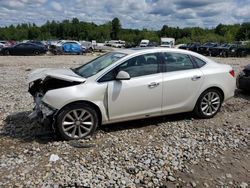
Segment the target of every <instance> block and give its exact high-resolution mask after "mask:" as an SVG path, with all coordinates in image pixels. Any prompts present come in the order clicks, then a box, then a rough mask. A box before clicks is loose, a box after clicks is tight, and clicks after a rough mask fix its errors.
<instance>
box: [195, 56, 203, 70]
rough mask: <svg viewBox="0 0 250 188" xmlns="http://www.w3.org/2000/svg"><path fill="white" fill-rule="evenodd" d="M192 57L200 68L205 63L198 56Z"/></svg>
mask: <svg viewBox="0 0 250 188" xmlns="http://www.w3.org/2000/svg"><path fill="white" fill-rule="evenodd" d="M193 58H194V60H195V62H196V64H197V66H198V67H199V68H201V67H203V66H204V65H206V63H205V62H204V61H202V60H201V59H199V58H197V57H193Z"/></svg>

•••

**DIRECTIONS:** Restate every line of the data above word for word, with the images removed.

**YOUR SOLUTION:**
Segment the target of every <instance> block and give its exact high-resolution mask after "mask:" as an SVG path, with all coordinates in image pixels. Any prompts present come in the order clicks, then a box, then a rough mask. A box before clicks is loose, a box after clicks is tight, and clicks after a rough mask fix its errors.
<instance>
box: [195, 56, 203, 70]
rough mask: <svg viewBox="0 0 250 188" xmlns="http://www.w3.org/2000/svg"><path fill="white" fill-rule="evenodd" d="M192 57L200 68L205 63L198 56Z"/></svg>
mask: <svg viewBox="0 0 250 188" xmlns="http://www.w3.org/2000/svg"><path fill="white" fill-rule="evenodd" d="M193 58H194V60H195V62H196V64H197V66H198V67H199V68H201V67H203V66H204V65H206V63H205V62H204V61H202V60H201V59H199V58H197V57H193Z"/></svg>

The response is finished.